**PROBLEM STATEMENT**
How would the Jamie Stang biography below go on after its final sentence? Write the next part.

**EXTRACT PROVIDED**
━━━━━━━━━━━━━━━━━━━━

= Jamie Stang =

American dietitian and nutritionist

Jamie Sue Stang is an American dietitian and nutritionist. She is an associate professor in the Division of Epidemiology and Community Health at the University of Minnesota School of Public Health.

== Early life and education ==
Jamie Sue Stang was born to parents Larry and Ruth. Stang completed a bachelor of science in dietetics at University of North Dakota in 1986. She earned a master of public health in public health nutrition from University of North Carolina at Chapel Hill in 1988. Stang completed a doctor of philosophy in nutrition with a minor in epidemiology and concentration in public health at the University of Minnesota in 1996. She completed postdoctoral research from 1996 to 1997 in maternal and child health nutrition epidemiology in the division of epidemiology at the University of Minnesota School of Public Health. Her thesis was "The effects of iron and folate on serum zinc status in a cohort of pregnant women." Her doctoral advisors were Mary Story and Judith Brown.

== Career ==
From 1997 to 1998, Stang was an instructor in the Department of Food Science and Nutrition at University of Wisconsin–Stout where she taught courses in Maternal and Child Nutrition and Geriatric Nutrition and Medical Terminology. From 1998 to 2005, Stang served as a continuing education specialist and project director for the leadership, education, and training program in maternal and child nutrition at the University of Minnesota School of Public Health. Starting in 2010, she has been associate professor in the division of epidemiology and community health in the School of Public Health at University of Minnesota.

━━━━━━━━━━━━━━━━━━━━

**INFORMATION SUPPLIED**
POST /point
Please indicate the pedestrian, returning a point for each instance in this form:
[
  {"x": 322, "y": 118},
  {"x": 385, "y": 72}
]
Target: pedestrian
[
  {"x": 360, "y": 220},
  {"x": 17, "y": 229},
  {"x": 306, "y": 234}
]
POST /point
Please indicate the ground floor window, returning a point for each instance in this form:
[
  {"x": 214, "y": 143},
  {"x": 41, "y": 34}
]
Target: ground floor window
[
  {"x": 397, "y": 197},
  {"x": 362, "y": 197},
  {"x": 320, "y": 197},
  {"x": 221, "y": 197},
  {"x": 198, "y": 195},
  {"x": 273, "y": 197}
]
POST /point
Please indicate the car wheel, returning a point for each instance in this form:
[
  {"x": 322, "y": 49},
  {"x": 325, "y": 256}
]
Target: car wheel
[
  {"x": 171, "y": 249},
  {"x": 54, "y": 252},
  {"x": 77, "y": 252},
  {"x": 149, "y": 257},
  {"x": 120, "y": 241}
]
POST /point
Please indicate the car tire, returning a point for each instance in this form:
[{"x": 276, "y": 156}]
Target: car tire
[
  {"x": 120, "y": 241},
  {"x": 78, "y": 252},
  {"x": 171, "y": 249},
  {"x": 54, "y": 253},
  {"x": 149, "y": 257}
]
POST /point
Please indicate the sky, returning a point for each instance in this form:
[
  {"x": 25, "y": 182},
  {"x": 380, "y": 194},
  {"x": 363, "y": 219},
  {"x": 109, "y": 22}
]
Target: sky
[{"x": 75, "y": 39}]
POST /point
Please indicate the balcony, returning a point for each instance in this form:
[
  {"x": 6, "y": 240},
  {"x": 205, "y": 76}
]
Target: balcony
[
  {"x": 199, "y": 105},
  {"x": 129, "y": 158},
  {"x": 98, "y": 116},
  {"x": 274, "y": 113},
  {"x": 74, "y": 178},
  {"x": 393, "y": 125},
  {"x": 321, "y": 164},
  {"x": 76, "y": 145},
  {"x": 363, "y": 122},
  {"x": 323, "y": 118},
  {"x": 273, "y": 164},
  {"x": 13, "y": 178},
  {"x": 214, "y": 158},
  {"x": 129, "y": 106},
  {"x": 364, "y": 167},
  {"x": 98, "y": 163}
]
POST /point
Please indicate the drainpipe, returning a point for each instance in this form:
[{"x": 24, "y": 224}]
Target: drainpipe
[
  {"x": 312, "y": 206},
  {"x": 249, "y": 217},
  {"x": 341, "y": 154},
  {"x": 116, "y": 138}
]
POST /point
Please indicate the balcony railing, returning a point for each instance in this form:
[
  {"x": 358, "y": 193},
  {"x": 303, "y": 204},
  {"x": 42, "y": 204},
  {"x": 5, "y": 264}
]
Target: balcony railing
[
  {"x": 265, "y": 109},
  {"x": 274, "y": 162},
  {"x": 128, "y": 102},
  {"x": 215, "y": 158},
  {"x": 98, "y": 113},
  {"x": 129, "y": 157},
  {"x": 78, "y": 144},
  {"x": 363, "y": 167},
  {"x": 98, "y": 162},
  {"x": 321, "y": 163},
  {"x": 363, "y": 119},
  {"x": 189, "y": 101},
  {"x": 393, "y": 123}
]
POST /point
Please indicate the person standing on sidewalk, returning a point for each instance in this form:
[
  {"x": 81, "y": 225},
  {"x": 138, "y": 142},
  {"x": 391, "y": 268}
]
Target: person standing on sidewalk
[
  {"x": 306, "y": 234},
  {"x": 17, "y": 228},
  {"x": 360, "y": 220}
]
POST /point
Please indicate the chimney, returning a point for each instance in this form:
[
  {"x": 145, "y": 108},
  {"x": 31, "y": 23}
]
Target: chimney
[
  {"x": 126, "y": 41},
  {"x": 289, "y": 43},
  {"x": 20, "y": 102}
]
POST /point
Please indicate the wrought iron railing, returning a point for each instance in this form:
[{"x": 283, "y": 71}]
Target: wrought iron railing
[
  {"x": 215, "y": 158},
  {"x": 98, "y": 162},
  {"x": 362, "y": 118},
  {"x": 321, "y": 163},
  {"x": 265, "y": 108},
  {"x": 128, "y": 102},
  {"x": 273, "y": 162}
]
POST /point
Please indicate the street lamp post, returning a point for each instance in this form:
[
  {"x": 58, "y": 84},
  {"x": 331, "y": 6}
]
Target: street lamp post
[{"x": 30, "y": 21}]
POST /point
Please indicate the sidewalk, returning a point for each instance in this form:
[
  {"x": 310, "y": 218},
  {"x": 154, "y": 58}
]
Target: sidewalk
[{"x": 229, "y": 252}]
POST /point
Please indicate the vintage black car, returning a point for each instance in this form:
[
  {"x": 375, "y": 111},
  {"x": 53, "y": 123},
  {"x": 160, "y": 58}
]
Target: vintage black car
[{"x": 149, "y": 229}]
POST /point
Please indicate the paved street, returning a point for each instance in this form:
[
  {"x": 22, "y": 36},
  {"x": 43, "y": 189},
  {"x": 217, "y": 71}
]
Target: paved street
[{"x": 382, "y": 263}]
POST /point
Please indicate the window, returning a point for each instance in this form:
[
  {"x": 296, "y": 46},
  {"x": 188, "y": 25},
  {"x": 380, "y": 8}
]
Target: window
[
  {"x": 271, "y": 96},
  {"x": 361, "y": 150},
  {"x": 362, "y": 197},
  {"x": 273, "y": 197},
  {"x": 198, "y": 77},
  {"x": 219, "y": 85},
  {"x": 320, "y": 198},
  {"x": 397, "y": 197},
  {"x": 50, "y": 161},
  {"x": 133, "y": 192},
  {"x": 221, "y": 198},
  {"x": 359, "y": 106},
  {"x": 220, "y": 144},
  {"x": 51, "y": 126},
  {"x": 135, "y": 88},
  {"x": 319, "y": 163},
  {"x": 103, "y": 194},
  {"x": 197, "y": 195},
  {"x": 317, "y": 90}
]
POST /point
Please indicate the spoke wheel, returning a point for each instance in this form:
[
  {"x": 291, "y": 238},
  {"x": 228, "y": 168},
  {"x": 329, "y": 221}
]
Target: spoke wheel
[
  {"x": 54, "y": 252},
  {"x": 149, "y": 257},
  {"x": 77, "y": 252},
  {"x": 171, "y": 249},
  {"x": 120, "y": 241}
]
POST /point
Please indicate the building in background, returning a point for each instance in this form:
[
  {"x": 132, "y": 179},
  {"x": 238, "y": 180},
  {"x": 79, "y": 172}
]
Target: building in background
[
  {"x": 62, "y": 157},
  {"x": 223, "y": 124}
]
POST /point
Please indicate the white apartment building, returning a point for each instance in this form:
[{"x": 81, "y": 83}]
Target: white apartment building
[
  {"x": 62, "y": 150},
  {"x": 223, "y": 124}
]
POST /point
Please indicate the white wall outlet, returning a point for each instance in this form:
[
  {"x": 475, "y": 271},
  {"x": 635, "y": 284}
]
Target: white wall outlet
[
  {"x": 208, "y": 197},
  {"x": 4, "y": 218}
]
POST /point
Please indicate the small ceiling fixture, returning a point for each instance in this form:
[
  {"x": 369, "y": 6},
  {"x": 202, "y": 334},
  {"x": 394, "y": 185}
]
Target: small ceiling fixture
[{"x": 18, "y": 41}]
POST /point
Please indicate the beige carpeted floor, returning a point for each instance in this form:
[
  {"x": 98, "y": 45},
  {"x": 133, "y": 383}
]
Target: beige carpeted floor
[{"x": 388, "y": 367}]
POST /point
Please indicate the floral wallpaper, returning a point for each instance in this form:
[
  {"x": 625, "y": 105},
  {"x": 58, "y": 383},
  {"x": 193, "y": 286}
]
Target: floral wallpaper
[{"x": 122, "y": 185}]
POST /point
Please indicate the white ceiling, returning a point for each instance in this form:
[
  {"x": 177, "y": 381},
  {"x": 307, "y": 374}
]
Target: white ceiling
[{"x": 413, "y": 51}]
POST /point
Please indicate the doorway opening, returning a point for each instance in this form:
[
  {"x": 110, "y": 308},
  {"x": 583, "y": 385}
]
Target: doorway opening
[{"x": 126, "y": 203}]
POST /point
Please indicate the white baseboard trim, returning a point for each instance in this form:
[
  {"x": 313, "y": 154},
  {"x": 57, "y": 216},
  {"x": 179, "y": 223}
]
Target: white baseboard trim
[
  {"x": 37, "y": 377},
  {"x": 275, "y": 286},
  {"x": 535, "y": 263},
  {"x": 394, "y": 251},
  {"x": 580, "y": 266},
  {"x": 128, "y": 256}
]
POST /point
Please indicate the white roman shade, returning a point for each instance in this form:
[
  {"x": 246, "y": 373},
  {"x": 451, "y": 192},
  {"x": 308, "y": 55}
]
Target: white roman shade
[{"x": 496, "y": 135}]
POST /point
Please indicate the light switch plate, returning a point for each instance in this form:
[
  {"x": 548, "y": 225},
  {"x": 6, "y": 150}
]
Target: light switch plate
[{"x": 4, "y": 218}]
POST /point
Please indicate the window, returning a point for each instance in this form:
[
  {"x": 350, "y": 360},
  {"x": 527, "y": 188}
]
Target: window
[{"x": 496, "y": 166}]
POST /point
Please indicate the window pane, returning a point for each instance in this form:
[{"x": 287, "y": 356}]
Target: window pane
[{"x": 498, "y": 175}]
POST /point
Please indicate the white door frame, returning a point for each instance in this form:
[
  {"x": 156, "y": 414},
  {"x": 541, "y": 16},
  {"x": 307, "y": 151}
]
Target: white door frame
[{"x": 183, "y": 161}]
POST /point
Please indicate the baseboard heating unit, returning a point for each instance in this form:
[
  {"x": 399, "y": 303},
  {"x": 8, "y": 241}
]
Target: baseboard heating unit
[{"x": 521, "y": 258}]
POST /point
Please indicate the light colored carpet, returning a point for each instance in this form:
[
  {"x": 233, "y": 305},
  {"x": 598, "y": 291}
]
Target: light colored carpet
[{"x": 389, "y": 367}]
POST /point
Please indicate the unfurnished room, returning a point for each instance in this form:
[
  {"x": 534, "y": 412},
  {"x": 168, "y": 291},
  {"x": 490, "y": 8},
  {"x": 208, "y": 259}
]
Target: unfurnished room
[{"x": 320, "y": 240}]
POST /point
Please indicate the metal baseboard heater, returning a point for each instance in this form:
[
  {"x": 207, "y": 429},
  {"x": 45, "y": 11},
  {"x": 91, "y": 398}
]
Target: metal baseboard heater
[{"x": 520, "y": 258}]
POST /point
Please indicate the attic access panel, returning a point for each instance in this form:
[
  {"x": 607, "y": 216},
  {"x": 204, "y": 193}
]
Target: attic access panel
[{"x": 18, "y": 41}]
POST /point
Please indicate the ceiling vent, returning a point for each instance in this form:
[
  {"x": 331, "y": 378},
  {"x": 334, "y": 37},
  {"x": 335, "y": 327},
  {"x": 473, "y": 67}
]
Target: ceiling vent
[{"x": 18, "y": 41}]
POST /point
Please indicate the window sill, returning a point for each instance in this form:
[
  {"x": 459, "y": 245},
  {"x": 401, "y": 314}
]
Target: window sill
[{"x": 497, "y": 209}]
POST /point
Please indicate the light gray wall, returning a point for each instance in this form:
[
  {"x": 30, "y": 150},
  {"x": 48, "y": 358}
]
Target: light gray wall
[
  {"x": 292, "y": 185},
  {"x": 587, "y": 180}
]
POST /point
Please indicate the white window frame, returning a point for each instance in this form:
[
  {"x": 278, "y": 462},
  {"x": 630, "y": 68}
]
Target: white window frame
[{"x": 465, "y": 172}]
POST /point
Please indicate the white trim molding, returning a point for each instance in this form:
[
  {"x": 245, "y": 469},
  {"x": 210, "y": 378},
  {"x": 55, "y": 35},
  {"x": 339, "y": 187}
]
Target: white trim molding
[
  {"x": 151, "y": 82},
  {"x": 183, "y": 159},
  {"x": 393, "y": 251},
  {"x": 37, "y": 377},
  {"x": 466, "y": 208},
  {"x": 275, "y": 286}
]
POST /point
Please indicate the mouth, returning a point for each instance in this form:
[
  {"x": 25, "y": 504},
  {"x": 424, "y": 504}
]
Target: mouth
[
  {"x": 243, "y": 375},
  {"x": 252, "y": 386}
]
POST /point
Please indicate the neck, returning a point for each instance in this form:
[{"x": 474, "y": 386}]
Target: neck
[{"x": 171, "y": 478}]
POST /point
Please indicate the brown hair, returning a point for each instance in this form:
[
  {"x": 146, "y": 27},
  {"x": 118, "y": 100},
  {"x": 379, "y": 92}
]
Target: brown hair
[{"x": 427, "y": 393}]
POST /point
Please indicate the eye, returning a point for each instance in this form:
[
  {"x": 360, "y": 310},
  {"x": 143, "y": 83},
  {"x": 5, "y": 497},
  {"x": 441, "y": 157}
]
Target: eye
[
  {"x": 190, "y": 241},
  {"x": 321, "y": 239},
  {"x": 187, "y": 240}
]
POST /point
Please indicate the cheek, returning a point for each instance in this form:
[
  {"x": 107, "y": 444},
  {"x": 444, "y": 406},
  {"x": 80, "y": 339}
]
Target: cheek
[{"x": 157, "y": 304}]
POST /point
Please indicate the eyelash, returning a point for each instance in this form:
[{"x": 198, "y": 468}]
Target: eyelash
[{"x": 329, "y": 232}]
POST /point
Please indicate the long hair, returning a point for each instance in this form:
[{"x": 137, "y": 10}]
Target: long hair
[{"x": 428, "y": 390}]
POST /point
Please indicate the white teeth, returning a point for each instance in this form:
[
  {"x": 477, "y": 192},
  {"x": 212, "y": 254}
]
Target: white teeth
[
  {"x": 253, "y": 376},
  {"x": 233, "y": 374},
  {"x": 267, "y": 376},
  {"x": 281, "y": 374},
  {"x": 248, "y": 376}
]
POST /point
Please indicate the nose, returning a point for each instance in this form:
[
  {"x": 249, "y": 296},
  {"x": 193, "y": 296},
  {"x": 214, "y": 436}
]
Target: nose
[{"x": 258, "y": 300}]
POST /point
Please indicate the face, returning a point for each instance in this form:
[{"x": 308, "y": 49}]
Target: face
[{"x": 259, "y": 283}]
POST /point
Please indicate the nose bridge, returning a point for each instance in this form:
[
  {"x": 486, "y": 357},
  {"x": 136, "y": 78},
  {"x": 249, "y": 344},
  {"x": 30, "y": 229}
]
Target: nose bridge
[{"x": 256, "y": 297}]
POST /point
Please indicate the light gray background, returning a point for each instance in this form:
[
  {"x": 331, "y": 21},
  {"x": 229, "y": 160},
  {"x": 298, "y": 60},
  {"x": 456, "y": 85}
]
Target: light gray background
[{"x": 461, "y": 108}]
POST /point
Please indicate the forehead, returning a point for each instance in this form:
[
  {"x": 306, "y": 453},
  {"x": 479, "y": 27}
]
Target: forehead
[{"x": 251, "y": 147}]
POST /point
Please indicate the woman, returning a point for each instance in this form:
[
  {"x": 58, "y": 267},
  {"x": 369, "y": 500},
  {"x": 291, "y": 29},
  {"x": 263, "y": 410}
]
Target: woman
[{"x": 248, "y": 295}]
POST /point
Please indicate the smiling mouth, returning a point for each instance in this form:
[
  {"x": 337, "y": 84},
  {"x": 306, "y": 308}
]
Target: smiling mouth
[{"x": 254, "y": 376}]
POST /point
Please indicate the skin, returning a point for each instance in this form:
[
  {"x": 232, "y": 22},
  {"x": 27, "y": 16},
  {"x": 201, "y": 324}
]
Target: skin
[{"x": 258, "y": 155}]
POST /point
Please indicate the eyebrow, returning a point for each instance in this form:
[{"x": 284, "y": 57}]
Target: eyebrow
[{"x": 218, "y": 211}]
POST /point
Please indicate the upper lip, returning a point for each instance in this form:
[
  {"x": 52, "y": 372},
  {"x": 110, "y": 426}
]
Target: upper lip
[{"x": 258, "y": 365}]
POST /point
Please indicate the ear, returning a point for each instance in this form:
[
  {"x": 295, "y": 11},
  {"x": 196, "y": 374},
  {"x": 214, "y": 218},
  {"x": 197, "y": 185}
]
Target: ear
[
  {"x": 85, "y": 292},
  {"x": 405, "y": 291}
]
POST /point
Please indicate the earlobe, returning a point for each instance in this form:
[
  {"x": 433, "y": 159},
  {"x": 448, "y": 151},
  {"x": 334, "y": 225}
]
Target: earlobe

━━━━━━━━━━━━━━━━━━━━

**ANSWER TO THIS EXERCISE**
Stang is a registered dietitian through the Commission on Dietetic Registration of the American Dietetic Association. Stang is a licensed nutritionist through the Minnesota Board of Dietetics Licensure.

== Personal life ==
At the time of her dissertation, Stang was married to David Kusner.

== Publications ==
Her most cited peer-reviewed journal articles are:

- Harnack, Lisa, Jamie Stang, and Mary Story. "Soft drink consumption among US children and adolescents: nutritional consequences." Journal of the American Dietetic Association 99.4 (1999): 436–441. According to Google Scholar, it has been cited 1083 times.
- Heim, Stephanie, Jamie Stang, and Marjorie Ireland. "A garden pilot project enhances fruit and vegetable consumption among children." Journal of the American Dietetic Association 109.7 (2009): 1220–1226.. According to Google Scholar, it has been cited 309 times.
- Harnack, Lisa J., Sarah A. Rydell, and Jamie Stang. "Prevalence of use of herbal products by adults in the Minneapolis/St Paul, Minn, metropolitan area." Mayo Clinic Proceedings. Vol. 76. No. 7. Elsevier, 2001.According to Google Scholar, it has been cited 170 times.
- Stang J, Story MT, Harnack L, Neumark-Sztainer D., Jamie, et al. "Relationships between vitamin and mineral supplement use, dietary intake, and dietary adequacy among adolescents." Journal of the American Dietetic Association 100.8 (2000): 905–910.. " .According to Google Scholar, it has been cited 163 times.
- Reicks M, Trofholz AC, Stang JS, Laska MN. "Impact of cooking and home food preparation interventions among adults: outcomes and implications for future programs." Journal of nutrition education and behavior 46.4 (2014): 259–276. " .According to Google Scholar, it has been cited 156 times.